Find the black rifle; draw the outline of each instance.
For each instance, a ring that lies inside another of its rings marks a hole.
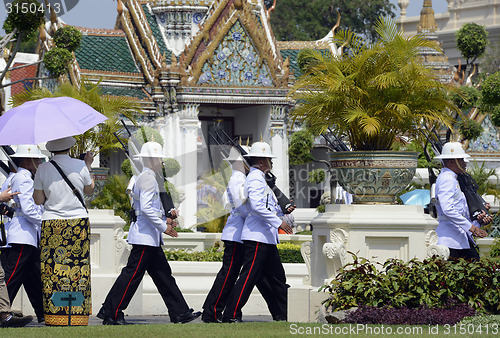
[[[349,147],[342,141],[330,128],[328,128],[328,131],[330,132],[331,135],[335,138],[334,141],[330,140],[330,138],[325,135],[325,133],[321,134],[323,138],[326,140],[328,144],[333,148],[335,151],[351,151]]]
[[[7,160],[13,165],[15,168],[14,162],[12,161],[12,158],[10,156],[14,155],[15,152],[10,146],[1,146],[3,153],[7,156]],[[8,176],[9,173],[12,171],[11,168],[9,168],[8,165],[0,161],[0,169],[2,169],[5,172],[5,175]]]
[[[5,234],[5,224],[3,224],[3,217],[0,216],[0,246],[7,245],[7,235]]]
[[[482,220],[478,219],[478,216],[483,211],[486,214],[486,216],[491,217],[491,215],[488,212],[488,209],[486,209],[485,207],[486,201],[477,192],[478,186],[476,182],[469,173],[458,174],[457,179],[458,179],[458,184],[460,185],[460,190],[462,190],[462,192],[465,195],[465,199],[467,200],[467,206],[469,207],[470,217],[473,220],[477,220],[481,224],[484,224]]]
[[[241,156],[247,155],[247,152],[245,151],[245,149],[243,149],[241,147],[241,145],[238,144],[238,142],[235,142],[231,137],[229,137],[229,135],[227,135],[224,132],[224,130],[220,129],[220,131],[221,131],[222,136],[224,136],[224,137],[221,137],[221,135],[219,134],[218,131],[216,131],[215,133],[217,134],[217,137],[219,137],[221,140],[223,140],[224,138],[226,139],[226,141],[222,141],[222,143],[227,144],[227,145],[231,145],[233,147],[236,147],[236,149],[238,149],[238,151],[240,152]],[[290,211],[288,211],[288,209],[290,207],[293,207],[294,204],[280,190],[280,188],[278,188],[276,186],[276,176],[274,176],[274,174],[272,172],[268,172],[268,173],[265,174],[264,178],[266,179],[267,185],[269,186],[269,188],[271,188],[271,190],[273,191],[274,195],[278,199],[278,204],[279,204],[279,206],[281,208],[281,211],[284,214],[289,214]]]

* _Exercise description_
Go through the entries and copy every line with "each".

* _Exercise result_
Find the black rifle; draw the outline of each instance.
For each instance, a ring that lies inside another of its rings marks a hole.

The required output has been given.